If a record contains a picture, leave the picture out and reproduce everything else exactly.
____
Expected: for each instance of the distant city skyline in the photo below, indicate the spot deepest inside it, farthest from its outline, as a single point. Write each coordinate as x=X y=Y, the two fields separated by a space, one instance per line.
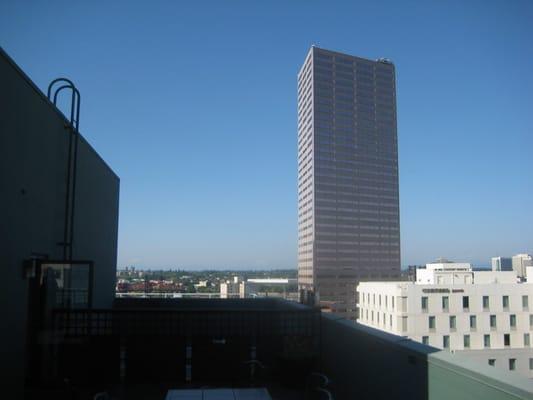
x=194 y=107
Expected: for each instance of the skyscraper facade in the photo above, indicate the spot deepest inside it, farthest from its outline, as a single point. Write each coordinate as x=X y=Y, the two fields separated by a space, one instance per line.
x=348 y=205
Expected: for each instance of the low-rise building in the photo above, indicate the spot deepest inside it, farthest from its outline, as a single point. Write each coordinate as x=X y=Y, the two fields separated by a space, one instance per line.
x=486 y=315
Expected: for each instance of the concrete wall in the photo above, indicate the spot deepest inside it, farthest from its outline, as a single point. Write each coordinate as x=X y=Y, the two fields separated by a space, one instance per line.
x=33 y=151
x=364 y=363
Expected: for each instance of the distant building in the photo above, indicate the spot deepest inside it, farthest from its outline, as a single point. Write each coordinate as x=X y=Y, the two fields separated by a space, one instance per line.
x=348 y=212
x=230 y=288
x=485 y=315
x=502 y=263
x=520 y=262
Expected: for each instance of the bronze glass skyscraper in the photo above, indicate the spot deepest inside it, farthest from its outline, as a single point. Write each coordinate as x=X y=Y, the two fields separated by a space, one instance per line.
____
» **Answer area**
Expected: for each instance of the distant city skyline in the photo below, indicate the spot deepest inside it, farthest from its outline, as a single point. Write each coordinate as x=X y=Y, the two fields separated by a space, one instance per line.
x=194 y=107
Expected: for each instance of the skyscraper facade in the photo above, indicate the spot deepest inside it, farthest from its outline, as a single point. Write each coordinate as x=X y=Y, the two fields separated by a space, one instance per line.
x=348 y=205
Expected: for each instance of the low-rise building in the photo above, indicate the spot deepest inside it, farthest from its outline, as a single point. Write each coordinate as x=X y=Y, the two fields separated by a space, one instance per line.
x=486 y=315
Expected: for each instance of the concrete wall in the photo above, indicate the spot deepest inside it, farthest from its outline, as a single point. Write each coordinate as x=X y=Y, the two fields separated by a space, one instance per line.
x=33 y=151
x=364 y=363
Expected: for each instance of the distant building in the photo above, indicate the spot deepest inside it, farthest from its outline, as a single point. Write each coordinate as x=X y=Y, the two fields separated by a space, one instance per line.
x=348 y=212
x=230 y=288
x=485 y=315
x=502 y=263
x=520 y=262
Expected: for each instance of the bronze glass skyscraper in the photo above, indicate the spot deepest inside it, farthest from its outline, as a single point. Write each coordinate as x=X y=Y, the two fields separated by a space, one instance per line.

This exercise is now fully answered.